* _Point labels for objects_

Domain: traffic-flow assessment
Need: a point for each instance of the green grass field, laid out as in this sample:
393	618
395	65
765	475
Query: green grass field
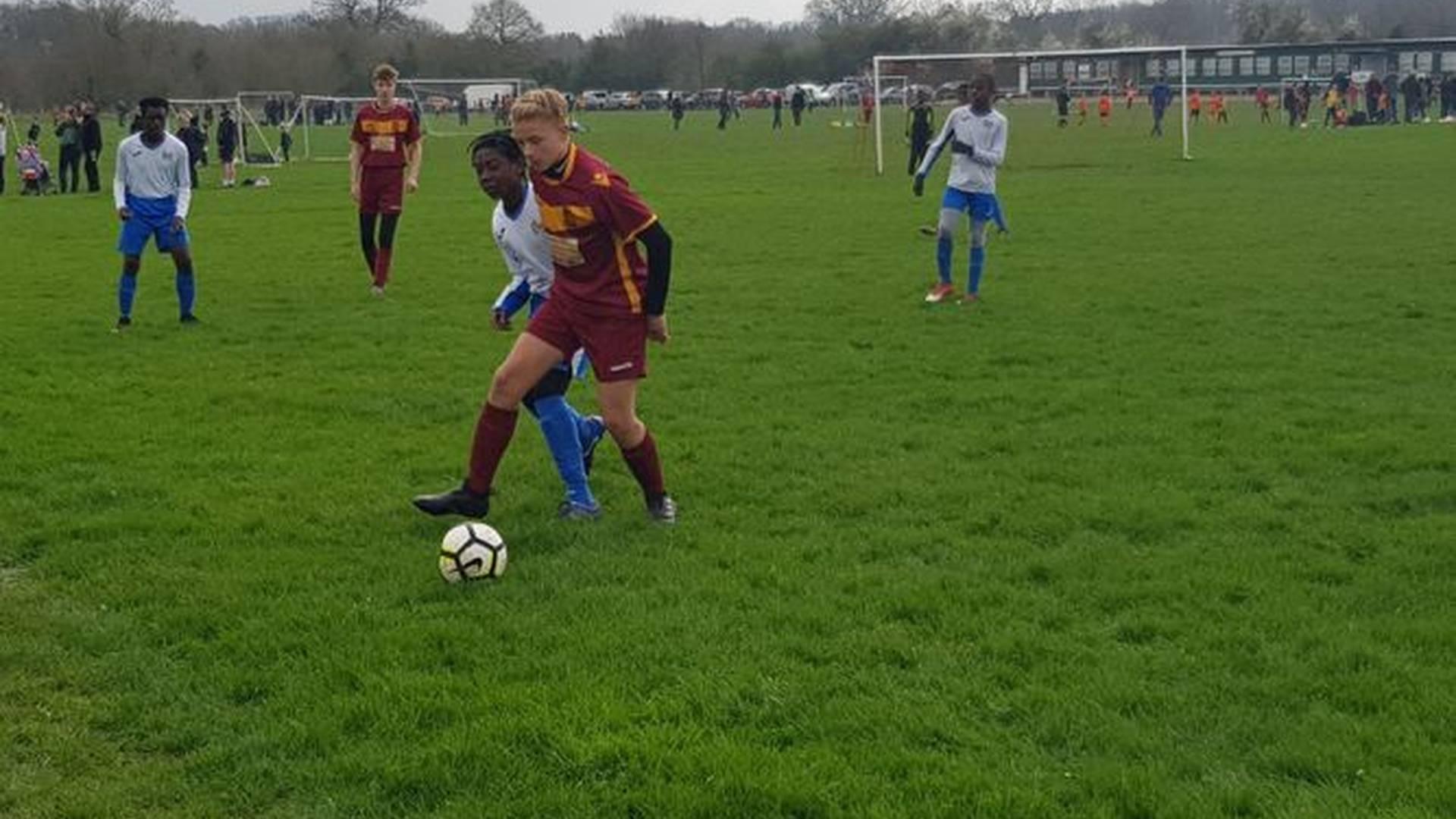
1164	528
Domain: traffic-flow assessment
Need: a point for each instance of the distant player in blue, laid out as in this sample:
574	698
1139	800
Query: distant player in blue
976	136
153	191
500	168
1161	98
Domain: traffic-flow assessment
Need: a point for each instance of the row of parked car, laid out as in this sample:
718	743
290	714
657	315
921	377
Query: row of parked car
845	93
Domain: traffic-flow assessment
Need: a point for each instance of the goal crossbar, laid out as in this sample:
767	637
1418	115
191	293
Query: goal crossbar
894	58
303	114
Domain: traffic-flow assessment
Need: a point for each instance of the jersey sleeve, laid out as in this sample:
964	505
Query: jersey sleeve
413	130
934	152
118	186
182	177
995	153
619	207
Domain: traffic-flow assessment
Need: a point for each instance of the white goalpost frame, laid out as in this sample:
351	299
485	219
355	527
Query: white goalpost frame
517	86
302	111
881	58
243	120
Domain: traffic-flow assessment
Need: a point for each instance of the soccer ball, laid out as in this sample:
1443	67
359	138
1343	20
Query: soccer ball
472	551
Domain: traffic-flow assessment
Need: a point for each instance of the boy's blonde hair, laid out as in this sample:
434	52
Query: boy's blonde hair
541	104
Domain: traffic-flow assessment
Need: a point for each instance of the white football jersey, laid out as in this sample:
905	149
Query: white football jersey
525	246
983	131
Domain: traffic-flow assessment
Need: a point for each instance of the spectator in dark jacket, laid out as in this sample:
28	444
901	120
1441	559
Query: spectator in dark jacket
91	146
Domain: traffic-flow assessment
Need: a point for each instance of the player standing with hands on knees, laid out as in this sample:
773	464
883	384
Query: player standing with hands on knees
153	193
976	136
604	299
384	156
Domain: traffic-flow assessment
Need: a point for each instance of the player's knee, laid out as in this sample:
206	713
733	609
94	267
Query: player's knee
623	426
509	387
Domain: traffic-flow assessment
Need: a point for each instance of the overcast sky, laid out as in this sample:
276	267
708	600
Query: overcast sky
582	17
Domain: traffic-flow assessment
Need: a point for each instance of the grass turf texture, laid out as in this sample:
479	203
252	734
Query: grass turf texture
1163	528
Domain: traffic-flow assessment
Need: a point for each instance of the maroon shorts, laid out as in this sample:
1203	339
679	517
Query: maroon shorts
615	344
382	190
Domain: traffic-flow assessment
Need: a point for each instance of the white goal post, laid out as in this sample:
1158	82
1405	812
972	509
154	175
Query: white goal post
246	124
1022	58
318	110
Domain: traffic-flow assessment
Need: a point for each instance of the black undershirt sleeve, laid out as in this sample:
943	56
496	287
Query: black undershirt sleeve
658	267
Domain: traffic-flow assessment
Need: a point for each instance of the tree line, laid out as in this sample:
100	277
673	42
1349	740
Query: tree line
53	52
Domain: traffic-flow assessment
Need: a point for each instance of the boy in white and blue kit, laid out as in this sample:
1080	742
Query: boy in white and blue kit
976	134
500	169
153	193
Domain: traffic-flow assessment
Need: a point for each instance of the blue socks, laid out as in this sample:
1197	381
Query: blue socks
127	292
561	426
187	290
943	257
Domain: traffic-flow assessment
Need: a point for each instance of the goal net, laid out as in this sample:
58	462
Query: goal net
255	148
462	107
325	123
1034	83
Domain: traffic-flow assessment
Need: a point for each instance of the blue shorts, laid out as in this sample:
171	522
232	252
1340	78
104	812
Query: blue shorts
983	207
137	231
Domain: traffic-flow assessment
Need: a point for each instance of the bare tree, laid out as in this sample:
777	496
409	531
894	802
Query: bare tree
112	17
504	22
373	14
824	14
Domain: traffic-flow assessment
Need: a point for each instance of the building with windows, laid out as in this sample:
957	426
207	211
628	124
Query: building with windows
1244	66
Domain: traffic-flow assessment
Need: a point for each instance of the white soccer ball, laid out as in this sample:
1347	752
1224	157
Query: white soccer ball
472	551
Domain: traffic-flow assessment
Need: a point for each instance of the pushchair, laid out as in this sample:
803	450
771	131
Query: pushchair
36	172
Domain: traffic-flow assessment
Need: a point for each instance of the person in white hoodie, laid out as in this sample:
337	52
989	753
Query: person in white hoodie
153	194
5	146
976	136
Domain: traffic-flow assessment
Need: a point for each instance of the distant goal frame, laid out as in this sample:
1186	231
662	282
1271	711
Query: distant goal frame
1025	57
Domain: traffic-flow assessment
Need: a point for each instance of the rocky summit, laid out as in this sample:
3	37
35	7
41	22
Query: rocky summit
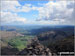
35	48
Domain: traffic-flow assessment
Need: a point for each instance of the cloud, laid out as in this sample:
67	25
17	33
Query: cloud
8	17
61	11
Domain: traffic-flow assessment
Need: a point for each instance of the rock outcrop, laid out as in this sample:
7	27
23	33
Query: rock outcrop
35	48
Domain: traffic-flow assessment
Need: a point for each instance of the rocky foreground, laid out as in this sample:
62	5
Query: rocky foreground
35	48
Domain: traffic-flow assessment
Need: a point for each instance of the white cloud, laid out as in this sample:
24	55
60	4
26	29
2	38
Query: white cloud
8	17
61	11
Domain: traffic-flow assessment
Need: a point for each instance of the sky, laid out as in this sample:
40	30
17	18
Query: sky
17	12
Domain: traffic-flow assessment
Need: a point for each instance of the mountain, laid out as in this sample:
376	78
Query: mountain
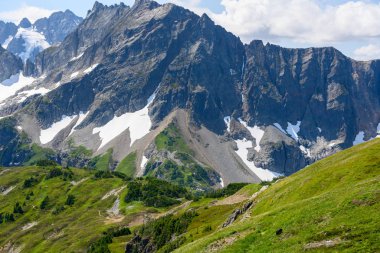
9	64
26	40
331	206
130	85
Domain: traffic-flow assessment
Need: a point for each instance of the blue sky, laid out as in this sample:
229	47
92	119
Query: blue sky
351	26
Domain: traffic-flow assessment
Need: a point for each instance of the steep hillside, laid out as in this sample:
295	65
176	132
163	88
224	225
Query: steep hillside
249	112
330	206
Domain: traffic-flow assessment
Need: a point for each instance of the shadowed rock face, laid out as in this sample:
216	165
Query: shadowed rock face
195	65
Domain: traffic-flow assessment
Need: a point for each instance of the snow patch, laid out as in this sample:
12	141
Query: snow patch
221	182
293	130
227	120
16	82
82	116
73	75
77	57
279	127
7	41
359	138
47	135
33	41
25	94
144	161
256	132
305	150
242	152
138	123
90	69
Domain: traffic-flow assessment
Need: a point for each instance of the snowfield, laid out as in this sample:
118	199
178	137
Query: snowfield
256	133
138	123
279	127
242	152
359	138
293	130
47	135
33	41
227	120
82	116
90	69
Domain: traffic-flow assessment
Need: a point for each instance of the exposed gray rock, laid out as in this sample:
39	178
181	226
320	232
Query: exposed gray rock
196	66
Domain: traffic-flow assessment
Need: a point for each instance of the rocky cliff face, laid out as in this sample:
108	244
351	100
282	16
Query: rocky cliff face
250	110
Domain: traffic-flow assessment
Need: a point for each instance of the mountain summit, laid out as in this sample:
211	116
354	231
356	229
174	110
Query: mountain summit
249	112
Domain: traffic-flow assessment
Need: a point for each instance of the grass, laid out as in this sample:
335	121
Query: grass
128	165
56	232
39	154
334	199
171	139
103	162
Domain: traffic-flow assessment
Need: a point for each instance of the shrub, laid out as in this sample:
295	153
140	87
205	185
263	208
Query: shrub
18	209
70	200
30	182
55	172
45	163
44	203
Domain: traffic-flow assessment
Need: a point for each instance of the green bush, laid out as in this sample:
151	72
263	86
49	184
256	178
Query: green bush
30	182
70	200
18	209
45	163
231	189
155	192
55	172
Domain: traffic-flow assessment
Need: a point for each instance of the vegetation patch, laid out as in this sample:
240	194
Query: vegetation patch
155	193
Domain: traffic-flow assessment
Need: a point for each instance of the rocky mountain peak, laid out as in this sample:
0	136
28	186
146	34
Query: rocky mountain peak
25	23
97	6
145	4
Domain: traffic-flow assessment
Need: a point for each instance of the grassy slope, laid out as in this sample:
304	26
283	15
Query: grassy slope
83	220
128	165
334	199
71	230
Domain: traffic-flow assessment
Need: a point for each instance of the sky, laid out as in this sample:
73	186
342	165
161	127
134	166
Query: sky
351	26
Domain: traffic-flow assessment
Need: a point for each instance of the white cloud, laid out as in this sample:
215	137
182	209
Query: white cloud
368	52
300	20
25	11
302	23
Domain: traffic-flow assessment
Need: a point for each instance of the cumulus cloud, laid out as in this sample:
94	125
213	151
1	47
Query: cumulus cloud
25	11
368	52
300	20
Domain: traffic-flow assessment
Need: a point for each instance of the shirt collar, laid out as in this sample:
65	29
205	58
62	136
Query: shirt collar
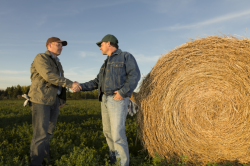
116	52
56	58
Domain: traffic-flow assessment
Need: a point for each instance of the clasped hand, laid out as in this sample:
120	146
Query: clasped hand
76	87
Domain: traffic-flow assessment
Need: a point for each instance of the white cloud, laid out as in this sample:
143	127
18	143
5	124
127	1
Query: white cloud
42	20
144	58
87	54
207	22
13	72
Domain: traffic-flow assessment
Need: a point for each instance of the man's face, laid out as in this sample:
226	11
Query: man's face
55	48
104	47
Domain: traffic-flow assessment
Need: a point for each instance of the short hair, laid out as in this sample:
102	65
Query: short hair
114	45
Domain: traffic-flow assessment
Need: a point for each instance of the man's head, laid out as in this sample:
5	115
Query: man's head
54	45
108	44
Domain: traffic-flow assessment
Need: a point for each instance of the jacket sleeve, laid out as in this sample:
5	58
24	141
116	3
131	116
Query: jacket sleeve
44	68
91	85
133	76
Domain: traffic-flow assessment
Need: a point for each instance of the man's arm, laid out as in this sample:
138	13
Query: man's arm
91	85
133	77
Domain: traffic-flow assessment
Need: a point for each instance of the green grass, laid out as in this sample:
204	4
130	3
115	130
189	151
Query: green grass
78	138
78	131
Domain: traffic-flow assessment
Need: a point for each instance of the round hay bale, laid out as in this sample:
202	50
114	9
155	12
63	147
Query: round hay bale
196	101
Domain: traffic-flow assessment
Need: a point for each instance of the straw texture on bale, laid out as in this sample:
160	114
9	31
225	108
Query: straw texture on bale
196	102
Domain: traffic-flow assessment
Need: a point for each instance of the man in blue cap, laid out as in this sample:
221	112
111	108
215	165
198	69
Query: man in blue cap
117	79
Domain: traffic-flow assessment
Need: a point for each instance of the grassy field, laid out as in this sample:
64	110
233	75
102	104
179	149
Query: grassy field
78	138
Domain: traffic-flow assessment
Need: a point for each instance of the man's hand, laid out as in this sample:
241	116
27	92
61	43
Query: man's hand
60	106
76	87
118	96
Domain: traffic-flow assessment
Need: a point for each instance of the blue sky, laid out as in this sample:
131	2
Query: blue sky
145	28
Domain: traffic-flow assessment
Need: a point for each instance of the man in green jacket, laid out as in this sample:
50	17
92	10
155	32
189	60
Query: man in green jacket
47	94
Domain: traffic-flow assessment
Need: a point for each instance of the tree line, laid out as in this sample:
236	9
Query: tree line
15	92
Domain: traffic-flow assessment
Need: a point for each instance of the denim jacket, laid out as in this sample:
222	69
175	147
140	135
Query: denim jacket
122	74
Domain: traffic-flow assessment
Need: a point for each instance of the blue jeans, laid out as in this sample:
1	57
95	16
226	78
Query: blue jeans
114	113
44	119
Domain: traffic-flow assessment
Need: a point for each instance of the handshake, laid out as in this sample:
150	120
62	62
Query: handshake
76	87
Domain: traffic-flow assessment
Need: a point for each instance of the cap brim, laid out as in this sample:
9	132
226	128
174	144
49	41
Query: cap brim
99	43
64	43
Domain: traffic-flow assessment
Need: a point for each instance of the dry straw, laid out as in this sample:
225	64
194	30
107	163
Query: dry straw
196	102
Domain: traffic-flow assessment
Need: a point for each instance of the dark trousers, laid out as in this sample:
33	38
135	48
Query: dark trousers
44	119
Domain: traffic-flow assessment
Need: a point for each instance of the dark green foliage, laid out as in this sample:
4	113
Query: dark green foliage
78	138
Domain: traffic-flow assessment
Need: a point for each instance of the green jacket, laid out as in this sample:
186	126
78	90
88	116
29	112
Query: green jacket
45	79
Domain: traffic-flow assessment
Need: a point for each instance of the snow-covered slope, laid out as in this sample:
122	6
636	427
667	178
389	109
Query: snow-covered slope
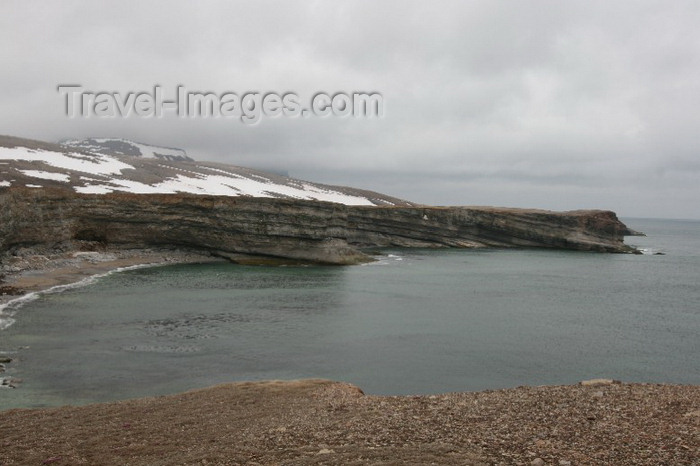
116	147
36	164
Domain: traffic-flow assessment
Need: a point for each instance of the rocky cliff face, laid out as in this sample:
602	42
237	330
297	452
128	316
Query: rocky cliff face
323	232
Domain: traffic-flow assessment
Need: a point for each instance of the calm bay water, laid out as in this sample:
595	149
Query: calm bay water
415	322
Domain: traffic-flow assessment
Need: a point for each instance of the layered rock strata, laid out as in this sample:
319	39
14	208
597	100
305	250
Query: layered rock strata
320	232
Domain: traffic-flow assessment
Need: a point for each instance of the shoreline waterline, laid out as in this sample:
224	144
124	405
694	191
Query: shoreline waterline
83	269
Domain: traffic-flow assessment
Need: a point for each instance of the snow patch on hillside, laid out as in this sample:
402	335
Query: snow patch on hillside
110	178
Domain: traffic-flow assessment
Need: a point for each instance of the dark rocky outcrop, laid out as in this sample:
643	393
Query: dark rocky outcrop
322	232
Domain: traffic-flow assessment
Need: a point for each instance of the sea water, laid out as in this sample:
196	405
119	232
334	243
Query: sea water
414	322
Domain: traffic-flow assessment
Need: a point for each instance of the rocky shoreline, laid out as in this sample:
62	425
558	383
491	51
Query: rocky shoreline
305	422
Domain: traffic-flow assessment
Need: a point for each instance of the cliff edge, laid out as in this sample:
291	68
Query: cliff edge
59	219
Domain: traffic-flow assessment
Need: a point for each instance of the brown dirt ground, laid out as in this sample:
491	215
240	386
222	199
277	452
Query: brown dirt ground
322	422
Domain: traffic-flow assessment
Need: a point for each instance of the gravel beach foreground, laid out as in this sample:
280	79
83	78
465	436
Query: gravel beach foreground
324	422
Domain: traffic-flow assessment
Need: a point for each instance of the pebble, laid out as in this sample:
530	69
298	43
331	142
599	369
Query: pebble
593	382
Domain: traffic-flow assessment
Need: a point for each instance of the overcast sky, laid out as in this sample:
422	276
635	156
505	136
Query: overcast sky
549	104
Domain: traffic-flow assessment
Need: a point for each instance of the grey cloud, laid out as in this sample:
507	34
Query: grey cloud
541	103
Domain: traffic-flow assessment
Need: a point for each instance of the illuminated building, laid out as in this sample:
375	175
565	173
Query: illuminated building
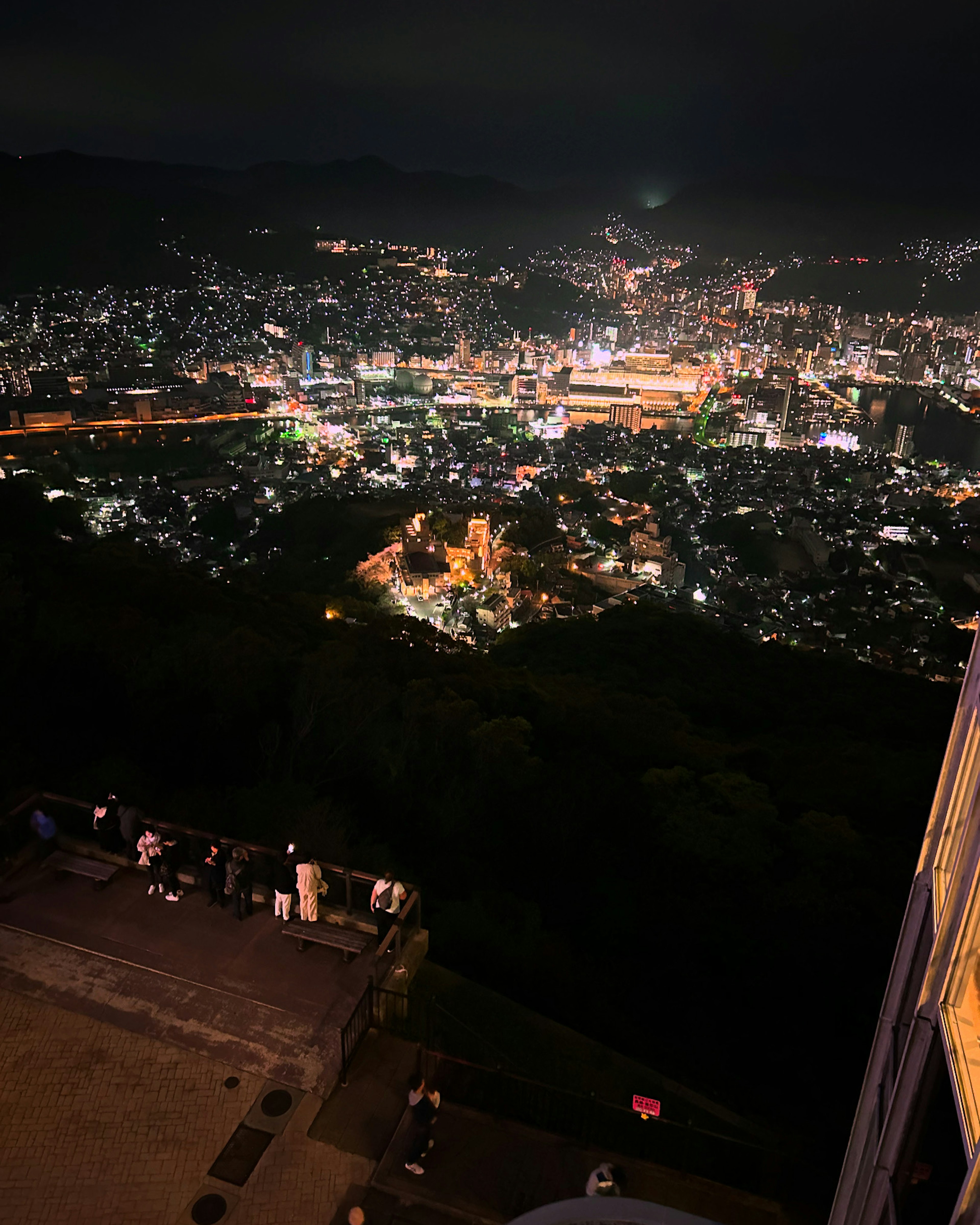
423	564
914	1152
630	416
495	613
653	557
745	298
647	363
902	446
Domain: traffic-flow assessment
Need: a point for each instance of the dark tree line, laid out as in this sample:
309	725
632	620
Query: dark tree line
688	846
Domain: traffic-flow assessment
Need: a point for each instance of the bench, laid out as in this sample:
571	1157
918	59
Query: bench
101	874
350	942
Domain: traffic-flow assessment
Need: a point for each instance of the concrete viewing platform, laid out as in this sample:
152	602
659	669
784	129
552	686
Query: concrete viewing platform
143	1040
184	972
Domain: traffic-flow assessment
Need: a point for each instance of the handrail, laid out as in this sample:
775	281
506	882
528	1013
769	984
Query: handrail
593	1100
220	840
395	932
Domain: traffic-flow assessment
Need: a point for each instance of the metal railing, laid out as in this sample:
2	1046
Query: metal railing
356	1030
348	889
586	1118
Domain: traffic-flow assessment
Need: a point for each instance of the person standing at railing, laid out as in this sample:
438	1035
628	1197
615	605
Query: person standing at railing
150	858
239	875
130	823
386	901
215	867
106	824
285	883
310	883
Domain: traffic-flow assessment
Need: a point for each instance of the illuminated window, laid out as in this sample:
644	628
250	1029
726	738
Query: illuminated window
961	1017
961	805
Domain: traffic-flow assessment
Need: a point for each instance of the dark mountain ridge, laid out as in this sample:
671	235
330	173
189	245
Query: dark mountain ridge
820	217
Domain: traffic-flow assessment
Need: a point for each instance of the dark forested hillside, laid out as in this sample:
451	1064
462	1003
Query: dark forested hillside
690	847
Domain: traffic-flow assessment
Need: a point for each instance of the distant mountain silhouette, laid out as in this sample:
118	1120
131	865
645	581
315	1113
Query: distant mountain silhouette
75	220
89	221
824	216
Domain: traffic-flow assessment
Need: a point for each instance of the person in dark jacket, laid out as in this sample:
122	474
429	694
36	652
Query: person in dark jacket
424	1104
285	883
171	855
241	875
132	825
215	874
106	824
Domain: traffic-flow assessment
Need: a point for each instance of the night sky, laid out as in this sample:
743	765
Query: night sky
646	94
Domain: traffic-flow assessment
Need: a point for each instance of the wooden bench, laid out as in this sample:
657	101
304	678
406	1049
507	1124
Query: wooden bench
100	873
350	942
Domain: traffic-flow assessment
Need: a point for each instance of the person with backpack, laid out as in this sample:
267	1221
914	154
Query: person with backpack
424	1106
386	901
606	1180
285	884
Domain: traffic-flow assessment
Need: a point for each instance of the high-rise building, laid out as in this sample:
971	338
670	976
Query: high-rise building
914	1152
631	416
774	396
902	446
14	382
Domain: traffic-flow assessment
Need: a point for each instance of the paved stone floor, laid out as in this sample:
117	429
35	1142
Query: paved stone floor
99	1124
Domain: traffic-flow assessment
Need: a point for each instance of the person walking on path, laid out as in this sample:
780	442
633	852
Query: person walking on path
106	824
309	883
386	901
215	875
424	1107
241	878
285	883
130	823
150	857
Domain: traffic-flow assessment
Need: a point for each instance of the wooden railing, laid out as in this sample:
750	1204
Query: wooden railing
395	933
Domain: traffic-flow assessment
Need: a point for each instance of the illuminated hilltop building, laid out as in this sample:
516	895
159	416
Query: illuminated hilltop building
473	559
423	564
914	1152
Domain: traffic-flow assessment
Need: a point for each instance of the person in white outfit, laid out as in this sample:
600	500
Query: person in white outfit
151	852
309	883
386	901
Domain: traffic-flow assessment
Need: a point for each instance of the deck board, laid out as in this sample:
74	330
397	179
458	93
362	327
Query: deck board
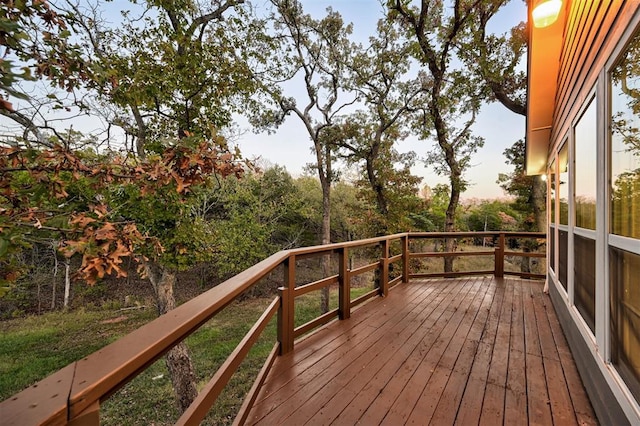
473	350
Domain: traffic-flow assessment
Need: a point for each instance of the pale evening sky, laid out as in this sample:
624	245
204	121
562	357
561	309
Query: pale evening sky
290	145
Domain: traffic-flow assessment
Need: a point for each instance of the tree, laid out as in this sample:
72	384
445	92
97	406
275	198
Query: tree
496	59
168	75
315	51
528	190
455	95
380	76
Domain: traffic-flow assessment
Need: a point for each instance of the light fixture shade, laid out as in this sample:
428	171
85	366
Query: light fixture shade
546	13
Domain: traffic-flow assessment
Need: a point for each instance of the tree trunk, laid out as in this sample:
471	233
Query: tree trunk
178	360
67	282
450	224
325	182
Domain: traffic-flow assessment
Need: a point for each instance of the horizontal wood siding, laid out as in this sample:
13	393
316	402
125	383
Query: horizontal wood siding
593	30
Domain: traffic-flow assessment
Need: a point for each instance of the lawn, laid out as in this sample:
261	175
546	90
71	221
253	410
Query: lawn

* _Goal_
Return each line of the items that contains the word "calm".

* _Exercise response_
Need: a point for each instance of the calm bay water, laid out as in this sample:
Query: calm bay water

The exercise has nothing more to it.